__O QUE FAZER__
Escreva a continuação do texto sobre as verbas pagas aos magistrados de São Paulo, começando logo após a última frase apresentada.

__TRECHO DO DOCUMENTO__
Assim, também é considerada verba eventual a Parcela Autônoma de Equivalência (PAE), que corresponde a diferenças salariais relativas ao período de 1º de setembro de 1994 a 31 de dezembro de 1997, previstas na Lei Federal 8.448, de 21 de julho de 1992 e reconhecidas pelo Supremo Tribunal Federal (conforme Ata 9, de 12.08.1992). Bem de ver que tais diferenças foram pagas, integralmente, através de poucas parcelas, aos ministros dos tribunais superiores e integrantes da magistratura Federal. No âmbito do Estado de São Paulo, em razão de insuficiência orçamentária, esse pagamento foi dividido em dezenas de meses.

As vantagens pessoais, por sua vez, são decorrentes de decisões judiciais, como é o caso do abono de permanência, instituído pela Emenda Constitucional 41/03, como parte integrante do projeto de Reforma da Previdência no Serviço Público. Mediante este abono pecuniário em valor equivalente à contribuição previdenciária, estimula-se a permanência em atividade de servidor que já reúna os requisitos para requerer sua aposentadoria, evitando novos gastos com o concomitante pagamento de benefício previdenciário e vencimentos de servidor nomeado em reposição. Destarte, com fulcro artigo 40, §19, da CF (com a redação dada após a Emenda Constitucional 41/2003), artigo 126, §19, da CE/SP e artigo 8º, IV, da Resolução CNJ 13/2006, o Judiciário paulista efetua o pagamento do abono de permanência aos magistrados que, mesmo podendo requerer aposentadoria, permanecem em atividade.

É considerada, ainda, vantagem pessoal, a parcela de irredutibilidade. Com fundamento na disciplina inscrita no artigo 95, III, da Constituição e no artigo 25 da LOMAN, as verbas que, por ocasião da implantação do novo regime, ultrapassavam o valor nominal do subsídio estabelecido pela LCE 1.031/2007, passaram a ser pagas sob esta denominação. Essa importância, de expressão reduzida, é devida apenas aos magistrados mais antigos por força da garantia constitucional do direito adquirido.

Já a atribuição da nomenclatura “indenizações” não revela o conteúdo específico desse grupo, que, no estado de São Paulo, abriga apenas dois auxílios: auxílio alimentação e auxílio moradia.

Quanto ao auxílio alimentação, seu pagamento é efetivado apenas aos magistrados em atividade, encontrando fundamento no artigo 1º, “a”, da Resolução 133/2011 do Conselho Nacional de Justiça. Por se tratar de verba com eminente caráter indenizatório, não se submete ao teto remuneratório (artigo 37, §11, da CF). Nessa mesma linha, dispõe o artigo 5º, inc. II, alínea “h”, da Resolução 13/2006 do Conselho Nacional de Justiça, segundo o qual os valores pagos a este título não estão abrangidos pelo subsídio e não foram por ele extintos.

__EXTRATOS DOS REGISTROS__
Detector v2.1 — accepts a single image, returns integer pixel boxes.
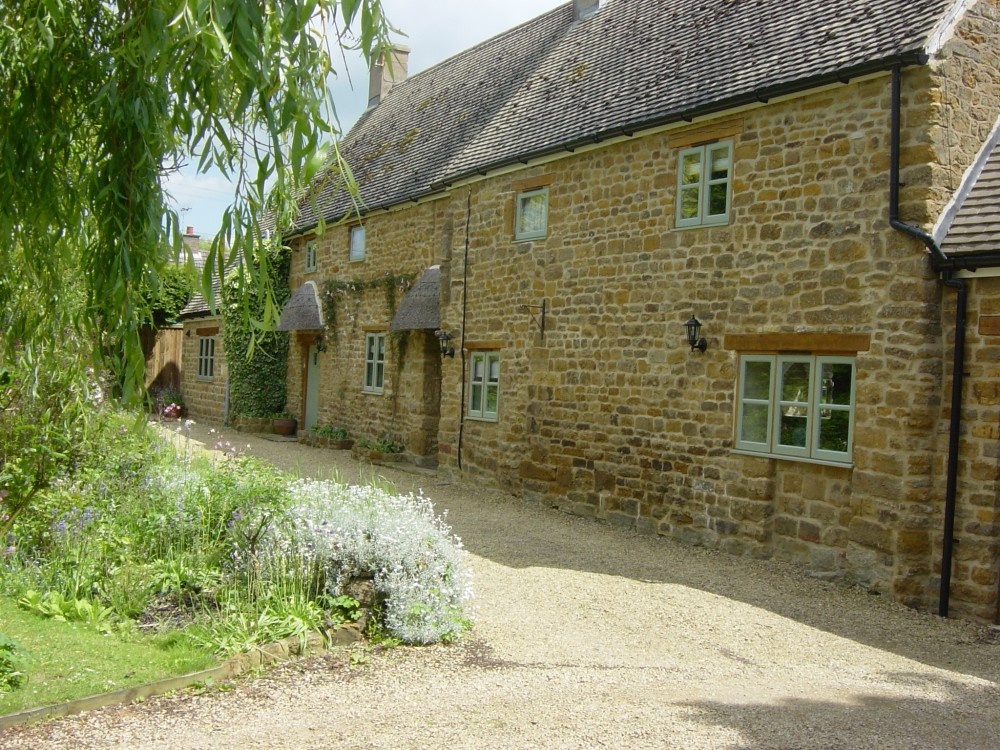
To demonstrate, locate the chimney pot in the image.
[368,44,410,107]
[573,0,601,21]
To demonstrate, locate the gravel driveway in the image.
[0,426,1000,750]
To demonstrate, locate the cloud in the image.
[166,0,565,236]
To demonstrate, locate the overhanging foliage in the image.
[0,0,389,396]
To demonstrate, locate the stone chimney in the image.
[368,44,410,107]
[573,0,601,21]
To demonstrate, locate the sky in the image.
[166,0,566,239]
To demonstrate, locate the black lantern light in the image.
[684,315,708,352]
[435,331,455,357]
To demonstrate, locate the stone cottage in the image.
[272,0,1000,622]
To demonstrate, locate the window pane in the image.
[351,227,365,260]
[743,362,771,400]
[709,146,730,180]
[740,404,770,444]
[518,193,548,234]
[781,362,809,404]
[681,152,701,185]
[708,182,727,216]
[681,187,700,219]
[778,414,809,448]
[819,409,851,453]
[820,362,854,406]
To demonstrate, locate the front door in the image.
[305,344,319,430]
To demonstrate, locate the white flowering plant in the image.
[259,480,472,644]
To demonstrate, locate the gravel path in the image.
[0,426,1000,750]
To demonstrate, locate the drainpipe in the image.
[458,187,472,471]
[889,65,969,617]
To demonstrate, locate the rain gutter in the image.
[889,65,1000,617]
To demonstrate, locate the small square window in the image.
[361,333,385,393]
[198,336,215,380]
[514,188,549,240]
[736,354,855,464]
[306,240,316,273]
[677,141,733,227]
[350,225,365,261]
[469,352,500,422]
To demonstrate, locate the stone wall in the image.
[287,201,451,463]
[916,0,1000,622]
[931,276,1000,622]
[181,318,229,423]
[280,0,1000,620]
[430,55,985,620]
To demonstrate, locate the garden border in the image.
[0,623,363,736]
==
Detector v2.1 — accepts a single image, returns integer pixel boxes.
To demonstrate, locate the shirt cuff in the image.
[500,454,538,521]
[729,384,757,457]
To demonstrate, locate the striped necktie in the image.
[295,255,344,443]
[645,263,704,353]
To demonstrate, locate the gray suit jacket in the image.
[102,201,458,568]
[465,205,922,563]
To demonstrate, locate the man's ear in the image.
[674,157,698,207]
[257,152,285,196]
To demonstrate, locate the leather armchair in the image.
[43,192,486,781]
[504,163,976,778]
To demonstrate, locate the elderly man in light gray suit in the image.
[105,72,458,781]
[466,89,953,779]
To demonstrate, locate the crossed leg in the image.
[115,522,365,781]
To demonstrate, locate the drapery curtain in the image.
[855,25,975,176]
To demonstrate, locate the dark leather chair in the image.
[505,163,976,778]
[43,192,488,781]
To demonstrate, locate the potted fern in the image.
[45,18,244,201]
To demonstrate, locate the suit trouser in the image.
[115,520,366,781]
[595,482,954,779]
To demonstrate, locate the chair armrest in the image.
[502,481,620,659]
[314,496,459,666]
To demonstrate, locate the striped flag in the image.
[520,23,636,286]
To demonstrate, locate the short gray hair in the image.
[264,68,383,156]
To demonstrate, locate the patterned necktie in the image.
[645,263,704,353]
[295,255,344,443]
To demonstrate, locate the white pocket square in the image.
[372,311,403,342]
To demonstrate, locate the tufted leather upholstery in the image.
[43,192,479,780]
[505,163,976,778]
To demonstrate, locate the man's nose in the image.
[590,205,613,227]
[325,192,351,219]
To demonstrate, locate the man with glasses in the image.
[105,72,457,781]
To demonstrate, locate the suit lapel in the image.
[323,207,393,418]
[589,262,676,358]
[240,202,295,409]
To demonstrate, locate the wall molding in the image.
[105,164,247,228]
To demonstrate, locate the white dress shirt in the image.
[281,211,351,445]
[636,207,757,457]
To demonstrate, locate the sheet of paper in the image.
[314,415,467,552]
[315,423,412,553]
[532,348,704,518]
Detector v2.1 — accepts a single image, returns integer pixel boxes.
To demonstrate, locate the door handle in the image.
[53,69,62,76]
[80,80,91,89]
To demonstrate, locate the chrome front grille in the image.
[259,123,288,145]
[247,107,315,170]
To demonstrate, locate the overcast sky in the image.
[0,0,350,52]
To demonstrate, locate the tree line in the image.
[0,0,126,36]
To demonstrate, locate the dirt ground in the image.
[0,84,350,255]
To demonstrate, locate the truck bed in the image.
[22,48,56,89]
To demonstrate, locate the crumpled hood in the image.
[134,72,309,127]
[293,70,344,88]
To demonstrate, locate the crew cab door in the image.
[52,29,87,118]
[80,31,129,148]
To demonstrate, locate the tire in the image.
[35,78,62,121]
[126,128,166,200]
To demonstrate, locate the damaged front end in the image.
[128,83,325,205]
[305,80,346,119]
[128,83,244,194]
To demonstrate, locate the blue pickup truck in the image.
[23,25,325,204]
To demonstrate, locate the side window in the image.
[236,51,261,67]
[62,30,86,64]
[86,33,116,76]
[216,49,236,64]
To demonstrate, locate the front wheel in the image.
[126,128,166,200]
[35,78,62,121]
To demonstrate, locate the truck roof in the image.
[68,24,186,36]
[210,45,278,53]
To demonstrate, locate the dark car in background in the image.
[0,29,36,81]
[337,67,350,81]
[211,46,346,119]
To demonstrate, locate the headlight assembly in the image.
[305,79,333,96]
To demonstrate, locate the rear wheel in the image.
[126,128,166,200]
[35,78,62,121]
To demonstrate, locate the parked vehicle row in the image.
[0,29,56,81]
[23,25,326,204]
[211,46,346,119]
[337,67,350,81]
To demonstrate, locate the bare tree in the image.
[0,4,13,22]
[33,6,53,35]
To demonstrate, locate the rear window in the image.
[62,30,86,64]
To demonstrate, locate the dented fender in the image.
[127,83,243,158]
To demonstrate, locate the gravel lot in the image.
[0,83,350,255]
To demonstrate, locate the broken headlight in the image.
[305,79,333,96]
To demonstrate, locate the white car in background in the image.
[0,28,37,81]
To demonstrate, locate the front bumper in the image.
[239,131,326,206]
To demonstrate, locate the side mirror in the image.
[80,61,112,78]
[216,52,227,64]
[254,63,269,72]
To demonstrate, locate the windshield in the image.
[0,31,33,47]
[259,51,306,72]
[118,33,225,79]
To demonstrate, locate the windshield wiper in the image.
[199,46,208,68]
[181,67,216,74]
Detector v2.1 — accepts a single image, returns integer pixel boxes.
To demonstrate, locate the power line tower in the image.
---
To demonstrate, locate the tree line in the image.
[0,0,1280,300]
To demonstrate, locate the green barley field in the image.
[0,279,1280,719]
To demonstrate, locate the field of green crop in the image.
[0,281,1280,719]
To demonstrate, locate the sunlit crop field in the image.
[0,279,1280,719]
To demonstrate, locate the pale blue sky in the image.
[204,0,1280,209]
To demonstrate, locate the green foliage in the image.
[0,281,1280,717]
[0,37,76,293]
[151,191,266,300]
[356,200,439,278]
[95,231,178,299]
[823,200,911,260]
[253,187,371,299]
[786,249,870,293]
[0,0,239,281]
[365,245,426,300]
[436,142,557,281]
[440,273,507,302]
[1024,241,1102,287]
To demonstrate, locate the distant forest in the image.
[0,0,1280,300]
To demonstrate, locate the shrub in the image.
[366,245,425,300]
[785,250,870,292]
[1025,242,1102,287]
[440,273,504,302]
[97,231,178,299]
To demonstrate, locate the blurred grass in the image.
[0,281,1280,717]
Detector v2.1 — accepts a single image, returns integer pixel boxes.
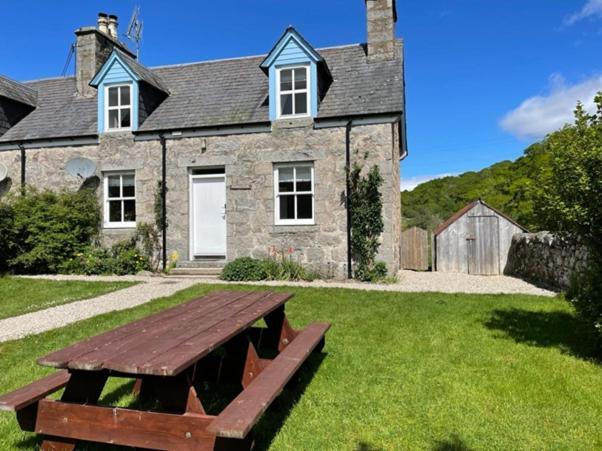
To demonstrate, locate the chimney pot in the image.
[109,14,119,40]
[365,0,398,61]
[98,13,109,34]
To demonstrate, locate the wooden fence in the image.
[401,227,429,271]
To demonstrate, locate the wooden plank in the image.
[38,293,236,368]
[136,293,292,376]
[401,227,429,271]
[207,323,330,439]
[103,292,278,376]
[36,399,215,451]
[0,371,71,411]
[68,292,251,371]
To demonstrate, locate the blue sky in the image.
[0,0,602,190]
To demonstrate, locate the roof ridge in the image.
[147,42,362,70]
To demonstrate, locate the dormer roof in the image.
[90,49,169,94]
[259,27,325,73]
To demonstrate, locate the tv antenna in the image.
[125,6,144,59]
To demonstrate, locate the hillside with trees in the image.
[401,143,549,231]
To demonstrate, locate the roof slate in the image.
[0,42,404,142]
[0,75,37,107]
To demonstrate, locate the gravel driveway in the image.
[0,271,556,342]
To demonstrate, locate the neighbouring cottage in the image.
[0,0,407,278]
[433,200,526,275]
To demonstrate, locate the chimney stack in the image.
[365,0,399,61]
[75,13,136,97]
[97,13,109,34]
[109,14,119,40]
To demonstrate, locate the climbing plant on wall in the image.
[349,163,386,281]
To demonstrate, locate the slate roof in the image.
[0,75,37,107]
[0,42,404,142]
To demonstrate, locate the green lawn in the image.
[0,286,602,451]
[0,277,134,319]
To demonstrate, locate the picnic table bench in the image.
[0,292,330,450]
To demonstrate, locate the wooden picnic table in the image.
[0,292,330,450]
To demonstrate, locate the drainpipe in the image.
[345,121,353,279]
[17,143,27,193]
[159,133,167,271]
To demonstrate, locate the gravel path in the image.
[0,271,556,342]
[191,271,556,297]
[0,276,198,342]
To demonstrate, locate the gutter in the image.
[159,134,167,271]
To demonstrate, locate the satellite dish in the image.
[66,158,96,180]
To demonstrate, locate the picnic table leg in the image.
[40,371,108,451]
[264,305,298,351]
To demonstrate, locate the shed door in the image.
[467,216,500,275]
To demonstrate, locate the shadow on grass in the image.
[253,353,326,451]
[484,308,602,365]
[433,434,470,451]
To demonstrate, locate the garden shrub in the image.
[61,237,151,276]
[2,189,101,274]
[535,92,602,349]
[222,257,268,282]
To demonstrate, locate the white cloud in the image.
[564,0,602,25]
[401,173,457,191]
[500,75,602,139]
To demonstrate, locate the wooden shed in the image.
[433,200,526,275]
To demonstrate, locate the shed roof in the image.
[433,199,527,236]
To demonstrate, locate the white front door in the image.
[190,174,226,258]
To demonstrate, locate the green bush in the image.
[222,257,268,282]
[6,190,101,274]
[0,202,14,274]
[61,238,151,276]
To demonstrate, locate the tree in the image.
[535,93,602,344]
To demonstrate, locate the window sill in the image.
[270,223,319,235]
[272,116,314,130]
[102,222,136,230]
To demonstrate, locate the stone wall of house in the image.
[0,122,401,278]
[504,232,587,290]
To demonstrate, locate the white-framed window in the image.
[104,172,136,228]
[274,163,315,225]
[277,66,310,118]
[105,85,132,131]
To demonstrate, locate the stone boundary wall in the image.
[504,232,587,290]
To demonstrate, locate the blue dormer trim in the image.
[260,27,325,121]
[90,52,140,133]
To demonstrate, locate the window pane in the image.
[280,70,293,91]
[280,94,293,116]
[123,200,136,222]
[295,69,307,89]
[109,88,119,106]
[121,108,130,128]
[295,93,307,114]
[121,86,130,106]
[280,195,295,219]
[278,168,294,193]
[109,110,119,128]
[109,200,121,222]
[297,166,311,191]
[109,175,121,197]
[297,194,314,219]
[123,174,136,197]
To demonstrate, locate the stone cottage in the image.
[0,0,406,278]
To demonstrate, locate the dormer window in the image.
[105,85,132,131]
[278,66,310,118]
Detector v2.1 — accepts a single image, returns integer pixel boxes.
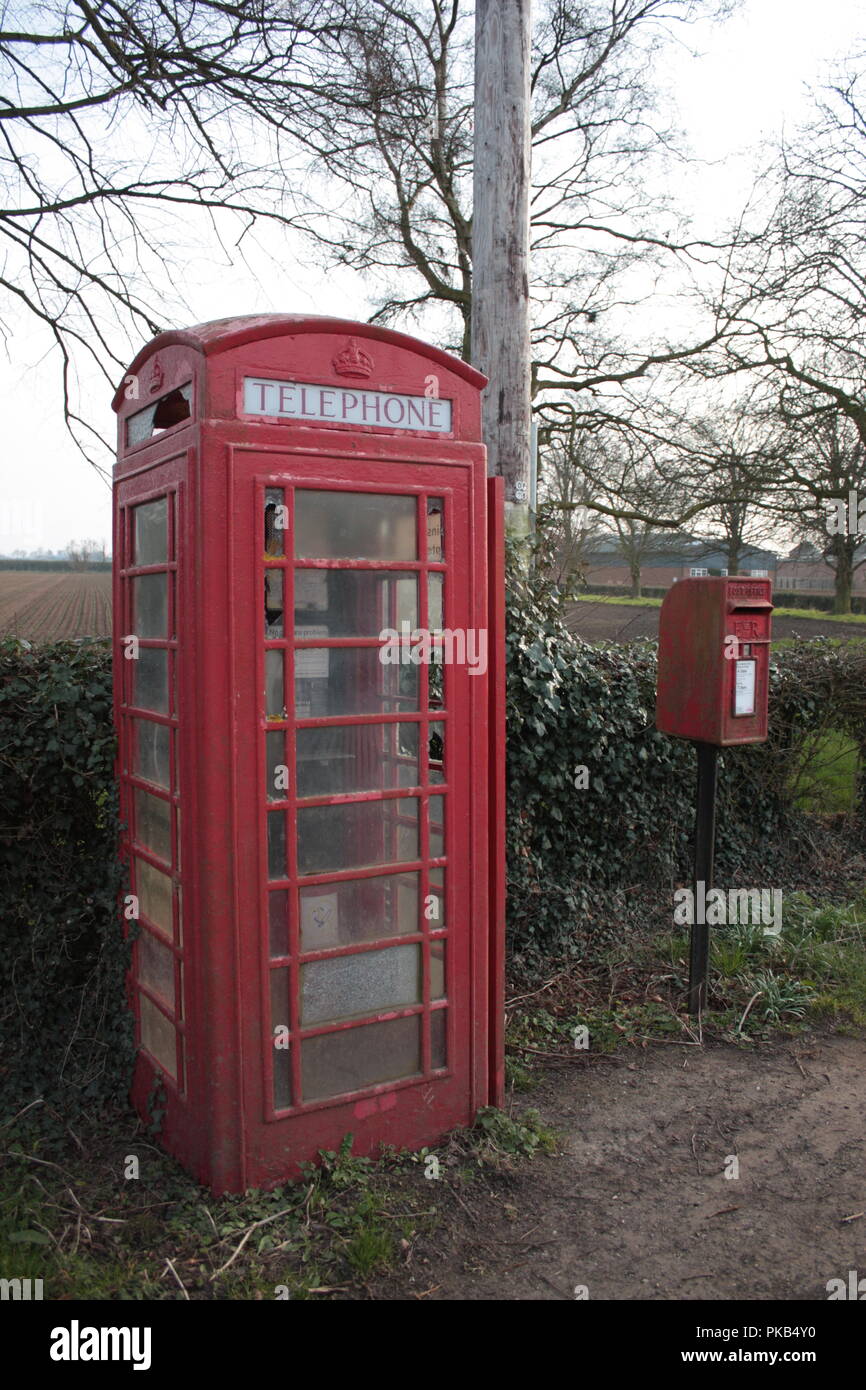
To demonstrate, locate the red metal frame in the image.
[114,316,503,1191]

__RESPOSTA AO EXERCÍCIO__
De outra banda, o direito ao pagamento de auxílio moradia foi reconhecido pelo Supremo Tribunal Federal e pelo Conselho Nacional de Justiça que, em 7.10.2014, editou a Resolução 199, cujo artigo 1º é expresso no sentido de que: “a ajuda de custo para moradia no âmbito do Poder Judiciário, prevista no artigo 65, II, da Lei Complementar 35, de 14 de março de 1979, de caráter indenizatório, é devida a todos os membros da magistratura nacional”. Em 23.10.2014, a Presidência do Tribunal de Justiça de São Paulo determinou o cumprimento daquela Resolução.

Reitere-se, por oportuno, que, em São Paulo, os magistrados não recebem qualquer outro auxílio a título de indenização.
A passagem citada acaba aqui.